Dataset excerpt
[START]
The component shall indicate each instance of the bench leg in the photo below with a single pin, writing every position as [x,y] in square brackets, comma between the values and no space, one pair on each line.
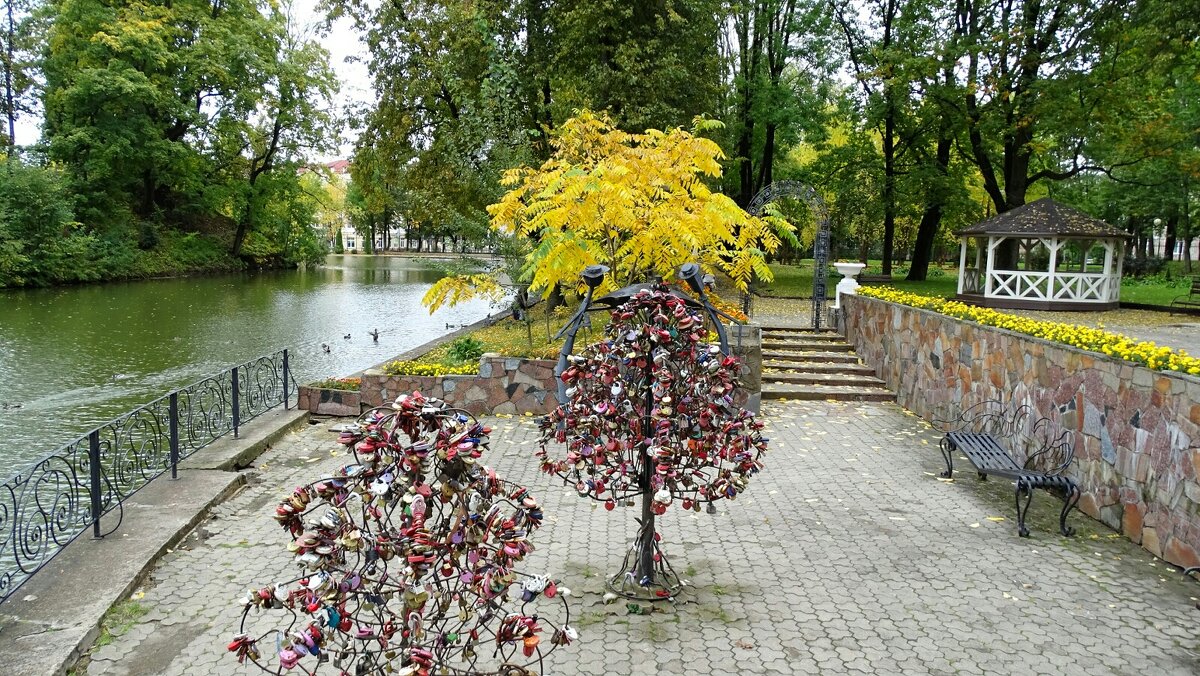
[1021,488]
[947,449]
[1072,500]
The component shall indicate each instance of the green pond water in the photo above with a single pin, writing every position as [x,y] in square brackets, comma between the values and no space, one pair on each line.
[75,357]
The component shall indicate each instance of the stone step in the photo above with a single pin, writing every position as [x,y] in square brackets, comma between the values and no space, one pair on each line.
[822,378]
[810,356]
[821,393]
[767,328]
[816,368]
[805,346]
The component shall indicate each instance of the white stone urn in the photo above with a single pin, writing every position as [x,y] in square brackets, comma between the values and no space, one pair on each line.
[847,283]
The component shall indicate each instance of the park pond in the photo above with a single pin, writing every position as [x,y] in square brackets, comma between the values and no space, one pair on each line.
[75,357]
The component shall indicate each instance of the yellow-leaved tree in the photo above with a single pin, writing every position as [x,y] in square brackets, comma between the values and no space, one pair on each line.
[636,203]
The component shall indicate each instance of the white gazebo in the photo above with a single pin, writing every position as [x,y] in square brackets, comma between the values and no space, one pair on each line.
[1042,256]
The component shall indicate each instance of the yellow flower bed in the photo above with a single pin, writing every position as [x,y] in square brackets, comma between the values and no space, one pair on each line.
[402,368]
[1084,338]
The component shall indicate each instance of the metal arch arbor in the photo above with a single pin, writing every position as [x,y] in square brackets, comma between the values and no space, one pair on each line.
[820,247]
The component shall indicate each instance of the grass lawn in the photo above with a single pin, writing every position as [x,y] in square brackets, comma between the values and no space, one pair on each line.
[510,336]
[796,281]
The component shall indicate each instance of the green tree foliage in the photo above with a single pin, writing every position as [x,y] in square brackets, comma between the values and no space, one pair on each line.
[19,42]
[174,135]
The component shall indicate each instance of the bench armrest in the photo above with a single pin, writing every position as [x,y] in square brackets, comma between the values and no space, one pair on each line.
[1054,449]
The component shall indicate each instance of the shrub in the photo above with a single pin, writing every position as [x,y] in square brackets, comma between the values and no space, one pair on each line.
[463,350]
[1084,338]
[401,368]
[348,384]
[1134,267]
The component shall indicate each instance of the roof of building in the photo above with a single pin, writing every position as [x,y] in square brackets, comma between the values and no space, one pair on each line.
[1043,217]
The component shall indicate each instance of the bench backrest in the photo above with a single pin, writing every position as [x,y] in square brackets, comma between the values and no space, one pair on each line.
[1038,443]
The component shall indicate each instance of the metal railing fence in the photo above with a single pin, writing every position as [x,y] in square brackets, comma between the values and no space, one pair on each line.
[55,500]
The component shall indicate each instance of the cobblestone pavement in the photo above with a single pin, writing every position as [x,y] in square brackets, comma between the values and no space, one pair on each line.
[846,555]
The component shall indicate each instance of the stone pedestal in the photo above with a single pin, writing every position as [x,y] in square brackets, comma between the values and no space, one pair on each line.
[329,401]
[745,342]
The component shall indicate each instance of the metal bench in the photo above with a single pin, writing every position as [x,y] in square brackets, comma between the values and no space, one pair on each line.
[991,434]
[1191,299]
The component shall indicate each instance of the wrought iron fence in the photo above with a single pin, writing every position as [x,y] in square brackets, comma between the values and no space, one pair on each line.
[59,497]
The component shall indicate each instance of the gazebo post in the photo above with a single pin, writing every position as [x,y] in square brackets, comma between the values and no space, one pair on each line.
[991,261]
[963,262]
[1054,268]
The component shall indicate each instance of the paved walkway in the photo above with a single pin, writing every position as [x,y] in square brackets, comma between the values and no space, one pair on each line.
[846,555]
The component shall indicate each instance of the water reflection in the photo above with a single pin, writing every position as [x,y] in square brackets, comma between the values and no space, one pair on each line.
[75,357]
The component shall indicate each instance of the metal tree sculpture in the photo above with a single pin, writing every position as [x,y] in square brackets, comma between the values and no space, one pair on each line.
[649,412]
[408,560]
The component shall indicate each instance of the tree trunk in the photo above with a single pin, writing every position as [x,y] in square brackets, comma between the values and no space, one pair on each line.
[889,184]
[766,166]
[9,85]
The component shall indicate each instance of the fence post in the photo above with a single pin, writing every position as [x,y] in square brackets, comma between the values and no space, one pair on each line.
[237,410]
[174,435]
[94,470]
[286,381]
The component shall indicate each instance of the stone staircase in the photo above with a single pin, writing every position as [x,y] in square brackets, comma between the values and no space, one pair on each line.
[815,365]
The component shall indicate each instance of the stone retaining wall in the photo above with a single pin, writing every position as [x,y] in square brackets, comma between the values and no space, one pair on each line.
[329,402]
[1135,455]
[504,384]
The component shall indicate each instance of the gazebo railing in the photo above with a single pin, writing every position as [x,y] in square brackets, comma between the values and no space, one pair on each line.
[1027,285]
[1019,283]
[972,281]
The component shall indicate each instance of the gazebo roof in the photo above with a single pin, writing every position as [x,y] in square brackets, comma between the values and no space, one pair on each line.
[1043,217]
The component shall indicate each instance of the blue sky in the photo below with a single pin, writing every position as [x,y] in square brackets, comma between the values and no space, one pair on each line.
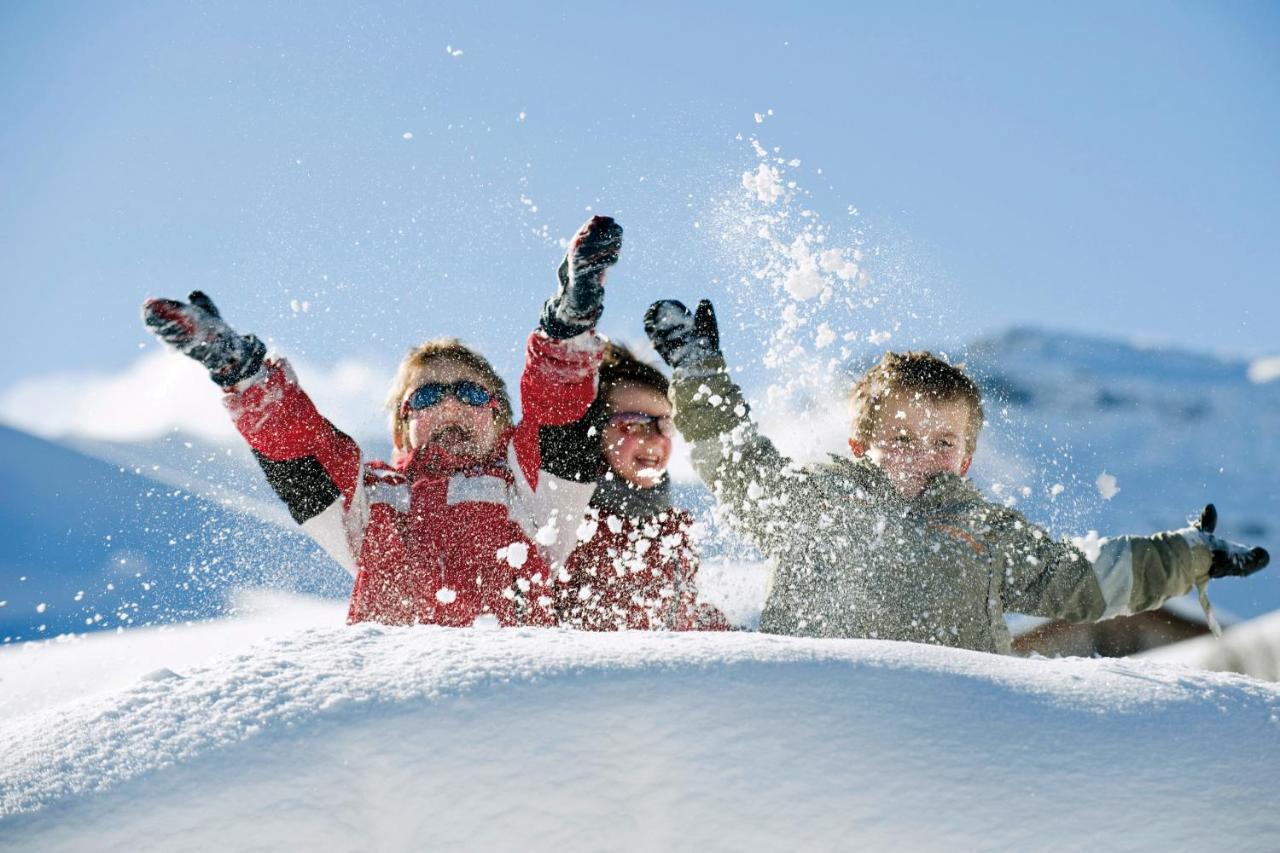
[END]
● GOAL
Recast the listing above as a Markdown table with two columns, No. and Text, giving each line its own numbered row and skipping blank lines. Leave the pictures out.

● FINAL RESULT
| No. | Text |
|---|---|
| 1 | The component shall indicate each instance of the bench leg in the photo below with a single pin, writing every position as [x,y] in square brackets, comma between the values and no space, one pair on each line. |
| 2 | [1021,488] |
| 3 | [947,449] |
| 4 | [1072,500] |
| 5 | The component shall indicate each instance of the green pond water in the photo above with a single pin, writing every position as [x,y] in square brackets, comma between the values and no space, one pair on each line. |
| 6 | [75,357] |
| 7 | The component shall indicate each instance of the stone step in the photo above with a single pin, writing every position as [x,y] in square brackets, comma between the values and no space, one pair on each line. |
| 8 | [822,378] |
| 9 | [810,356] |
| 10 | [821,393] |
| 11 | [767,328] |
| 12 | [816,368] |
| 13 | [805,346] |
| 14 | The component shall indicate each instance of the white stone urn in the photo above with a single pin, writing every position as [x,y] in square brackets, comma between the values and no space, one pair on each line. |
| 15 | [847,283] |
| 16 | The component shall indicate each instance of the park pond in the photo above with a single pin, writing every position as [x,y] in square brackets, comma between the values and no space, one pair on each line. |
| 17 | [75,357] |
| 18 | The component shall indicate each instance of the yellow-leaved tree in the photo above with a single pin, writing every position as [x,y] in square brackets, comma between the values and no space, one pair on each line. |
| 19 | [636,203] |
| 20 | The component shall indicate each instance of the white gazebo in the photo above with a single pin, writing every position as [x,y] in square brackets, comma between the values and no space, one pair on each line. |
| 21 | [1042,256] |
| 22 | The component shall indicate each instance of the yellow flower bed in the photo above with a single pin, writing every position as [x,y] in square brackets, comma between the values and no space, one pair on each line. |
| 23 | [402,368] |
| 24 | [1084,338] |
| 25 | The component shall indicate each instance of the metal arch arbor in the photo above with a single pin, writing every position as [x,y] in square brackets, comma between the values and no space, one pair on each line. |
| 26 | [820,247] |
| 27 | The component shall indicate each instance of the grass lawn in the photo above with a single pin, writing every position as [x,y] in square brackets, comma between the values and no space, one pair on each line. |
| 28 | [510,336] |
| 29 | [796,281] |
| 30 | The component shall indicate each instance of the green tree foliage in the photo above with a single pin, writing every position as [x,y] in square brackets, comma between the values and no space, one pair on each line. |
| 31 | [19,42] |
| 32 | [174,135] |
| 33 | The component shall indicate each instance of the bench armrest in the photo above with a single pin, writing every position as [x,y] in square brackets, comma between the values and no space, one pair on each line. |
| 34 | [1054,449] |
| 35 | The component shall indicate each instance of the shrub in the photo above with a single pin, writing every position as [x,y] in square brackets, comma between the values and no space, one pair on each line. |
| 36 | [463,350] |
| 37 | [1084,338] |
| 38 | [401,368] |
| 39 | [348,384] |
| 40 | [1134,267] |
| 41 | The component shall indicate each instance of the roof of building in the photo above with a single pin, writing every position as [x,y] in square brackets, comma between the values and no space, one pair on each line. |
| 42 | [1043,217] |
| 43 | The component shall indicate each instance of the bench backrest in the photo above with a single pin, writing every position as [x,y] in square brackets, comma between the values and no space, one pair on each line. |
| 44 | [1038,443] |
| 45 | The component shall indicate each instance of the metal railing fence in the photo above with a single pin, writing every position as [x,y] in square brackets, comma between the values and no space, one pair on each line. |
| 46 | [55,500] |
| 47 | The component shall indicate each instance of the cobblestone pavement in the photo above with a single pin, writing every position as [x,y] in square brackets, comma between the values and no space, one pair on each line. |
| 48 | [846,555] |
| 49 | The component shall indicate each instance of the stone pedestal in the photo above with a single pin, writing every position as [x,y] in square brackets, comma between the values and no space, one pair on each line. |
| 50 | [329,401] |
| 51 | [745,342] |
| 52 | The component shall indicate each instance of the metal bench in the photo above with a single pin, writing every position as [x,y] in square brackets, comma between the values and no space, one pair on each line. |
| 53 | [991,434] |
| 54 | [1191,299] |
| 55 | The component shall indicate each instance of the wrought iron fence in the photo above with a single pin, writing every position as [x,y] in square brackets, comma between the values and no space, one pair on each line. |
| 56 | [59,497] |
| 57 | The component shall indicate each instance of the gazebo post in the photo above with a single pin, writing every position as [x,y] in square brackets, comma between the values and no space, one pair on each line. |
| 58 | [991,261] |
| 59 | [963,262] |
| 60 | [1054,268] |
| 61 | The component shall indicate each instance of the paved walkway in the photo above with a single pin, writing every position as [x,y] in square brackets, comma between the values and no space, one pair on each line. |
| 62 | [846,555] |
| 63 | The component shall indicate each instance of the water reflection in the photo above with a single pin, writing every position as [x,y] in square brackets, comma between the values and no space, one pair on each line. |
| 64 | [75,357] |
| 65 | The component shall indicate each instance of the metal tree sculpture in the photo above with a single pin, writing every position as [x,y] in square brackets, comma between the values and no space, one pair on each line. |
| 66 | [649,412] |
| 67 | [408,560] |
| 68 | The component shall indicate each instance of the tree trunk in the photo above with a single pin, writing every position as [x,y] in square brackets, comma between the values and no space, one pair on each line. |
| 69 | [889,184] |
| 70 | [766,166] |
| 71 | [9,85] |
| 72 | The component shall indicate each instance of the fence post in the photo above with a single pin, writing every position as [x,y] in square brackets, comma between the values and no space, one pair on each line. |
| 73 | [237,410] |
| 74 | [174,435] |
| 75 | [94,470] |
| 76 | [286,381] |
| 77 | The component shall indicate each instance of the stone staircase in the photo above with a single pin, writing every position as [x,y] in square brackets, comma between the values and no space, one pair on each line. |
| 78 | [815,365] |
| 79 | The component shall indicate each instance of the stone retaining wall in the photo above with a single pin, writing every position as [x,y] in square brackets, comma between the values and no space, one pair on each line. |
| 80 | [329,402] |
| 81 | [1135,455] |
| 82 | [504,384] |
| 83 | The component shall indicate each instance of the gazebo railing in the photo above with a single pin, writing every position as [x,y] in square brackets, comma between the values and no space, one pair on each line. |
| 84 | [1027,285] |
| 85 | [1019,283] |
| 86 | [972,281] |
| 87 | The component shall indicate each instance of the gazebo roof in the photo above with a single pin, writing every position as [x,y] in square brackets, comma between the values and no space, one pair on each line. |
| 88 | [1043,217] |
| 89 | The component shall indicate each instance of the blue sky in the photo below with a single pin, writing every position as [x,y] in square brackets, comma between the values and no space, one pair on each line. |